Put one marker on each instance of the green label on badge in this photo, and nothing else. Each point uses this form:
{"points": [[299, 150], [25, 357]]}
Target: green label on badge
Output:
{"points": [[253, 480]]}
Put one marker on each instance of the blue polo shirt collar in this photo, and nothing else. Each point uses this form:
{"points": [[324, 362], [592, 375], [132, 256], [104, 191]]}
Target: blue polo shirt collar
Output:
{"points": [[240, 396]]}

★ ★ ★ ★

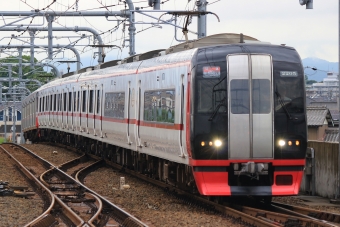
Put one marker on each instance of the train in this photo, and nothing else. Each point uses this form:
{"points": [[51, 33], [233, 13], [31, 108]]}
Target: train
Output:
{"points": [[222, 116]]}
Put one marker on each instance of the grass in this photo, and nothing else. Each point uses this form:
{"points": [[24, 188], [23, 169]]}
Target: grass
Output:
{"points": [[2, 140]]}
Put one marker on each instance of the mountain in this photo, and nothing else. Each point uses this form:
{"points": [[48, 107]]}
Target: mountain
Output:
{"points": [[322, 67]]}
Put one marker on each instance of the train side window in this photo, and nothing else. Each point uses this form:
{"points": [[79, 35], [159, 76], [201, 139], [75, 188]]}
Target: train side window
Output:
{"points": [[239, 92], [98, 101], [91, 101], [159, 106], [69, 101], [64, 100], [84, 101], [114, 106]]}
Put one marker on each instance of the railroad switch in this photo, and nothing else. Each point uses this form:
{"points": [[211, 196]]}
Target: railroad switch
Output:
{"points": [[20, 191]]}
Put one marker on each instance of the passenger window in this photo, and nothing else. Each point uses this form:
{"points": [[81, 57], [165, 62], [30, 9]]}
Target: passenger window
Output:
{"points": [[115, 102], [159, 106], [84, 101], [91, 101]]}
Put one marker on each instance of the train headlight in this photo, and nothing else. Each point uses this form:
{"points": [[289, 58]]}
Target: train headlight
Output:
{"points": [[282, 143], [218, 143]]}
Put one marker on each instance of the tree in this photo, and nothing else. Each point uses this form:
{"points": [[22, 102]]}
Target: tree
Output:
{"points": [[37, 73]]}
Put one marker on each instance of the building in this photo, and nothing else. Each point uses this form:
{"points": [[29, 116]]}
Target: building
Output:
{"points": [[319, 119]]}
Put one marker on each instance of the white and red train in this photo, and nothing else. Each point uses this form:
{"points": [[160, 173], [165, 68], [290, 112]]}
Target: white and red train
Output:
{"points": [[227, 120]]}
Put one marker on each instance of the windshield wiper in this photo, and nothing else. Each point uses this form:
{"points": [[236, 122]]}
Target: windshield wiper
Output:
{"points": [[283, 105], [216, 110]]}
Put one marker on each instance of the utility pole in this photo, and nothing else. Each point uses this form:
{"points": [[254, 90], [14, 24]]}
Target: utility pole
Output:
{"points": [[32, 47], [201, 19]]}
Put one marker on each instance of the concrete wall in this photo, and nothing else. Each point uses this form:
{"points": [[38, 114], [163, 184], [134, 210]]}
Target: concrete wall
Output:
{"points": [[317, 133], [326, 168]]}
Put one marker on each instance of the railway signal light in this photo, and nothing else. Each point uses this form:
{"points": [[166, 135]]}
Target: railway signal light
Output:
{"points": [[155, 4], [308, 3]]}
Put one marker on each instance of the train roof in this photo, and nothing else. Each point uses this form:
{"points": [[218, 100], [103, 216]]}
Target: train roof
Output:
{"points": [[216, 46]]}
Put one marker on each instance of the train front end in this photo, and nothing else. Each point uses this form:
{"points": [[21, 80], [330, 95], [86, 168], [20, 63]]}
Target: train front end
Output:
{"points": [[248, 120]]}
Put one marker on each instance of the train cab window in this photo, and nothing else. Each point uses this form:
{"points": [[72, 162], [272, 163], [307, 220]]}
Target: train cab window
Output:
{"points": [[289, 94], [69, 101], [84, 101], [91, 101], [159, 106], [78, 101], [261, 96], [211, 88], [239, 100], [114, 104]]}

★ ★ ★ ★

▸ **Written task**
Count the lines in the records above that contain the word "shirt", and please reply with the number alone.

▸ **Exercise result**
2